» **EXTRAIT À LIRE**

>>>

Loading...
Dossier sous la responsabilité de
Jeremy Hamers
Lison Jousten
Frédéric Monvoisin
Dick Tomasovic
Caroline Glorie, Yeux mauves (2024)  
Pastel tendre sur papier | 21 x 29,7 cm  
Avec l’aimable autorisation de Caroline Glorie  

Une chose ratée, si tu la changes de place, peut être une chose réussie.
Robert Bresson1

En art, comme dans d’autres domaines, le ratage apparaît au premier abord comme un simple échec ou comme un dysfonctionnement dans la réalisation d’un ouvrage, qu’il conviendrait nécessairement de prévenir, sous peine de voir le processus créatif échouer et de ne pouvoir partager l’œuvre ainsi ratée. Marqué du sceau de l’insuccès public, de la panne créatrice ou du fiasco économique, le terme recouvre pourtant de multiples opérations, procédés, mécanismes ou actes de création qui ne peuvent être réduits au seul écart à un déroulement efficace ou vertueux, ou à l’objet non conforme que le ratage engendre. L’histoire de l’art contemporain et des industries culturelles est ponctuée par de multiples moments et occurrences de ratages devenus célèbres ou, au contraire, tombés dans l’oubli.

C’est à quelques-uns de ces ratages que le présent dossier entend se consacrer en prenant la notion à contrepied de la disqualification qu’elle présume d’ordinaire. Contre la réduction du ratage au résultat échoué qu’il semble présupposer, les contributions qui composent ce numéro s’emparent en effet d’un ensemble hétérogène d’opérations et de fruits du ratage inscrits dans les champs du cinéma, de la bande dessinée, du spectacle vivant, des arts visuels, de l’architecture et du jeu vidéo, autant d’objets, de processus et de dispositifs qui dépassent le constat, jugement de valeur ou de goût, pour approcher ce qui, précisément, résulte d’un geste qui aura été, malgré tout, poussé jusqu’à son aboutissement. Effectuant ainsi un pas de côté par rapport à sa stricte assimilation à l’échec, ce dossier examine le ratage en tant que révélateur critique de mécanismes et de normes formelles ou institutionnelles (Emmanuel Béhague; Damien Darcis; Emmanuel D’Autreppe et Marie Sordat), moteur de la création artistique (Livio Belloï et Fabrice Leroy; Jean-Michel Durafour), levier d’un processus de création collective (Fanny Barnabé), ou encore comme finalité surjouée de l’acte de création lui-même (Maud Hagelstein). Ces articles tracent ainsi les contours épistémologiques possibles de multiples variations esthétiques du ratage, résolument placées sous le signe de la surprise, de la réécriture, de la déviation ou encore de la dérision. Chacun à leur façon, ils opèrent et encouragent un changement de perspective. Penser le ratage au-delà du raté, pour être en mesure de le saisir dans toute sa richesse et sa complexité, commence peut-être comme un exercice de montage entre les images, les textes, les pensées et les regards. C’est, du moins, la proposition au fondement de ce numéro.

Caroline Glorie, Le saut bleu (2024)

<<<

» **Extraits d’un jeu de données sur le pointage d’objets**
>>>

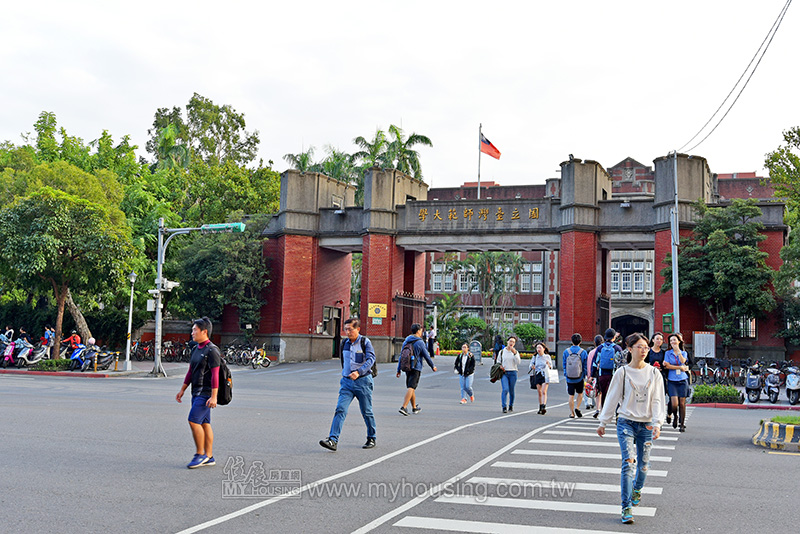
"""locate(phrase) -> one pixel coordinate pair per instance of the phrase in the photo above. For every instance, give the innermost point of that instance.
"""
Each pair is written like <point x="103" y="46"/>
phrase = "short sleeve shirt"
<point x="203" y="360"/>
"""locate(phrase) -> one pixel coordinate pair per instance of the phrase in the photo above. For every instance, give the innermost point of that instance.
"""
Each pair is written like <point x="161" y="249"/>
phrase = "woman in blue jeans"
<point x="509" y="360"/>
<point x="639" y="390"/>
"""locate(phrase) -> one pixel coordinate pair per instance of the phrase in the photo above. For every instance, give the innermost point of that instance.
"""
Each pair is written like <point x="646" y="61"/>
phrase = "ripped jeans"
<point x="635" y="442"/>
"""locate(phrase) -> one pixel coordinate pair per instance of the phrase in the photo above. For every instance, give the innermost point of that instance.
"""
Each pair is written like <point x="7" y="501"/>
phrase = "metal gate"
<point x="410" y="309"/>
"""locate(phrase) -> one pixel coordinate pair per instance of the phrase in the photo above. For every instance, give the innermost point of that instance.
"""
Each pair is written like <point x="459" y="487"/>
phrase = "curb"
<point x="778" y="436"/>
<point x="744" y="406"/>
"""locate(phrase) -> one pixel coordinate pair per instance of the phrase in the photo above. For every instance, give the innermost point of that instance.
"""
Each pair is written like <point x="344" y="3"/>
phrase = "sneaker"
<point x="328" y="444"/>
<point x="627" y="516"/>
<point x="197" y="461"/>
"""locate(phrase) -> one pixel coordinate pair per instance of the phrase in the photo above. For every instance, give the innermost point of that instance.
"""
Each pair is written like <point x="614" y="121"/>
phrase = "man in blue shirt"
<point x="412" y="376"/>
<point x="357" y="357"/>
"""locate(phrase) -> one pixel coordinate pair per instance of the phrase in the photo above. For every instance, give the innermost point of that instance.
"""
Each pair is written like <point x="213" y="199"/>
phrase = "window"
<point x="626" y="282"/>
<point x="747" y="327"/>
<point x="525" y="283"/>
<point x="536" y="284"/>
<point x="448" y="283"/>
<point x="638" y="282"/>
<point x="436" y="285"/>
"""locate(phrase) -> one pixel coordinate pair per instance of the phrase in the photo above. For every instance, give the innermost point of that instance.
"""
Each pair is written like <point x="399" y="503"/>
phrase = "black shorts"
<point x="577" y="387"/>
<point x="412" y="378"/>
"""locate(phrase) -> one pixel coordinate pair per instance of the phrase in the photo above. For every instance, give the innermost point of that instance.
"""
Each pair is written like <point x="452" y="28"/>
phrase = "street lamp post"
<point x="132" y="278"/>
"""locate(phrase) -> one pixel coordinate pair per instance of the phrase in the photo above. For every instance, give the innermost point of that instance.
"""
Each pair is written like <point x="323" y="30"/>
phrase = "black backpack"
<point x="363" y="351"/>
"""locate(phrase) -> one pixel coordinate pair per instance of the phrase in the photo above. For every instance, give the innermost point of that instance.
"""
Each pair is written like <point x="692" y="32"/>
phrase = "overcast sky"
<point x="601" y="80"/>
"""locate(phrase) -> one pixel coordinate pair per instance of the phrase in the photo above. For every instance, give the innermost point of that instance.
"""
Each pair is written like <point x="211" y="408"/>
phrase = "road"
<point x="109" y="455"/>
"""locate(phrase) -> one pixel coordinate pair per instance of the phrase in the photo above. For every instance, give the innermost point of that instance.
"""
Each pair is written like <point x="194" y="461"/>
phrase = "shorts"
<point x="412" y="378"/>
<point x="577" y="387"/>
<point x="676" y="389"/>
<point x="603" y="381"/>
<point x="200" y="413"/>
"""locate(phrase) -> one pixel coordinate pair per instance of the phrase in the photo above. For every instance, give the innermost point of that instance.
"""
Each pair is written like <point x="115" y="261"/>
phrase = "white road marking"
<point x="481" y="527"/>
<point x="531" y="504"/>
<point x="570" y="454"/>
<point x="521" y="482"/>
<point x="572" y="468"/>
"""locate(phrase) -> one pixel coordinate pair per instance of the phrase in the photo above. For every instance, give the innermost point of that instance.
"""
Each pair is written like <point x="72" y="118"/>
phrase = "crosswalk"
<point x="575" y="472"/>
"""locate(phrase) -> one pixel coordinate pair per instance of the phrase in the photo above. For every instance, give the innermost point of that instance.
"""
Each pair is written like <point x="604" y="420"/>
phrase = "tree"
<point x="401" y="151"/>
<point x="722" y="267"/>
<point x="226" y="269"/>
<point x="56" y="240"/>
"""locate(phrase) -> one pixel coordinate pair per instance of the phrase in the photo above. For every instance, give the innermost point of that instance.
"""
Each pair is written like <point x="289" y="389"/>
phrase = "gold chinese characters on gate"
<point x="453" y="214"/>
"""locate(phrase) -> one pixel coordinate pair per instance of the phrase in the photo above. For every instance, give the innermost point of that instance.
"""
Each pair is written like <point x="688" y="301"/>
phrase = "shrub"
<point x="717" y="393"/>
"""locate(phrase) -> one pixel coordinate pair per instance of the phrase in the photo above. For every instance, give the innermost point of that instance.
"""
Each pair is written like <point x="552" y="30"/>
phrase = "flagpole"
<point x="480" y="140"/>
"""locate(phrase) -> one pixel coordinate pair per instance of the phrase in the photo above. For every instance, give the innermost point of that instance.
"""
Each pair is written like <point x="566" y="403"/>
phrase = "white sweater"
<point x="643" y="399"/>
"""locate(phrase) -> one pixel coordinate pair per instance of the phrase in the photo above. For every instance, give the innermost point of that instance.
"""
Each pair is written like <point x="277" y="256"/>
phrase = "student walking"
<point x="541" y="361"/>
<point x="639" y="391"/>
<point x="509" y="360"/>
<point x="676" y="361"/>
<point x="465" y="368"/>
<point x="203" y="376"/>
<point x="605" y="361"/>
<point x="357" y="358"/>
<point x="574" y="365"/>
<point x="412" y="376"/>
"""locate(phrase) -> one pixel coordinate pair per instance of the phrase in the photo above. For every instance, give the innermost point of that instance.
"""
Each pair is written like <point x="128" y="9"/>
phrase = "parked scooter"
<point x="793" y="384"/>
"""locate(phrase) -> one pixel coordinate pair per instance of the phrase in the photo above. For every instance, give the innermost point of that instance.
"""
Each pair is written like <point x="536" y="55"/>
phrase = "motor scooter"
<point x="793" y="384"/>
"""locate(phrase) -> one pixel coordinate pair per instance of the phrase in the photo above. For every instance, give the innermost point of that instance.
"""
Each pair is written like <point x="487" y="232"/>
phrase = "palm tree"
<point x="303" y="161"/>
<point x="401" y="152"/>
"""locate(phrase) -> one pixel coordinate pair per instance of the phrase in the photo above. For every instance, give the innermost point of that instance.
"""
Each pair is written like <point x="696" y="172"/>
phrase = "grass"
<point x="787" y="419"/>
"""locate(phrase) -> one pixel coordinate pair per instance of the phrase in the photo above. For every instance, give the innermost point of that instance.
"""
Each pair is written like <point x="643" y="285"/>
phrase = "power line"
<point x="768" y="40"/>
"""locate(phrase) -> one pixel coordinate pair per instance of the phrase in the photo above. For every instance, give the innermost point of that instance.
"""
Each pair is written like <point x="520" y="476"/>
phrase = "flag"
<point x="488" y="148"/>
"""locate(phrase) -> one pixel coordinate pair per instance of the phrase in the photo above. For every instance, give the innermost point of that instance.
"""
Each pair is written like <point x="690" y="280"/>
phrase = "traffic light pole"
<point x="163" y="285"/>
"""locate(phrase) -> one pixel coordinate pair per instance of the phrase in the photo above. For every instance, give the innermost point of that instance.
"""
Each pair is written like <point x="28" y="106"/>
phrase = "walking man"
<point x="412" y="377"/>
<point x="357" y="357"/>
<point x="203" y="375"/>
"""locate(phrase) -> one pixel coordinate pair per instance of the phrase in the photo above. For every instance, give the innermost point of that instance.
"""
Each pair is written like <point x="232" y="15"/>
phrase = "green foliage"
<point x="529" y="334"/>
<point x="717" y="393"/>
<point x="52" y="365"/>
<point x="722" y="267"/>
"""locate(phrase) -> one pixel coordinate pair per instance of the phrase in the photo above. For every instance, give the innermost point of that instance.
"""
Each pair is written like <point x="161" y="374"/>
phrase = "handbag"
<point x="551" y="375"/>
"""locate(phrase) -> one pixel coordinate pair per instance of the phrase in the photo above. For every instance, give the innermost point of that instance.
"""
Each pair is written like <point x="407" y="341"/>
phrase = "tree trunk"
<point x="77" y="316"/>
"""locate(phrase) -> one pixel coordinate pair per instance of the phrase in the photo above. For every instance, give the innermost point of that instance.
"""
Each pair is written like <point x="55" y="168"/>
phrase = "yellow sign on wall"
<point x="377" y="310"/>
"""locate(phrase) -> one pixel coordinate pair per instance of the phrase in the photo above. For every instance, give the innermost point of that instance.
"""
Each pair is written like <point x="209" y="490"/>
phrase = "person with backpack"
<point x="639" y="391"/>
<point x="410" y="362"/>
<point x="465" y="367"/>
<point x="540" y="361"/>
<point x="574" y="365"/>
<point x="358" y="369"/>
<point x="605" y="362"/>
<point x="590" y="389"/>
<point x="203" y="376"/>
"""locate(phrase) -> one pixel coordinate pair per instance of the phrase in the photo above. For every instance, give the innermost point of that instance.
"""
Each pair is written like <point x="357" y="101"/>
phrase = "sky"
<point x="600" y="80"/>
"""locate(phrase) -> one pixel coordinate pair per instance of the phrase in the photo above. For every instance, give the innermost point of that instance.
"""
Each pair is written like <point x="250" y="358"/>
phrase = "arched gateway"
<point x="577" y="226"/>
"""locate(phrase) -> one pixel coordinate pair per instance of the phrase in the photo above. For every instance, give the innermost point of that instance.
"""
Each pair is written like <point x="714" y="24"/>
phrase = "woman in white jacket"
<point x="639" y="390"/>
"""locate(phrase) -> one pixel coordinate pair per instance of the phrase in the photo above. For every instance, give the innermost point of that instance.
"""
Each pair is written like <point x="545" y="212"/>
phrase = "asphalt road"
<point x="109" y="455"/>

<<<

» **CONSIGNE**
Selon l’extrait sur le ratage en art, pourquoi faut-il penser le ratage au-delà du raté ? Répondez en une à trois phrases. Les entrées ne sont pas utiles pour cet exercice.

» **RÉPONSE**
Il faut penser le ratage au-delà du raté pour être en mesure de le saisir dans toute sa richesse et sa complexité. Cette démarche commence peut-être comme un exercice de montage entre les images, les textes, les pensées et les regards.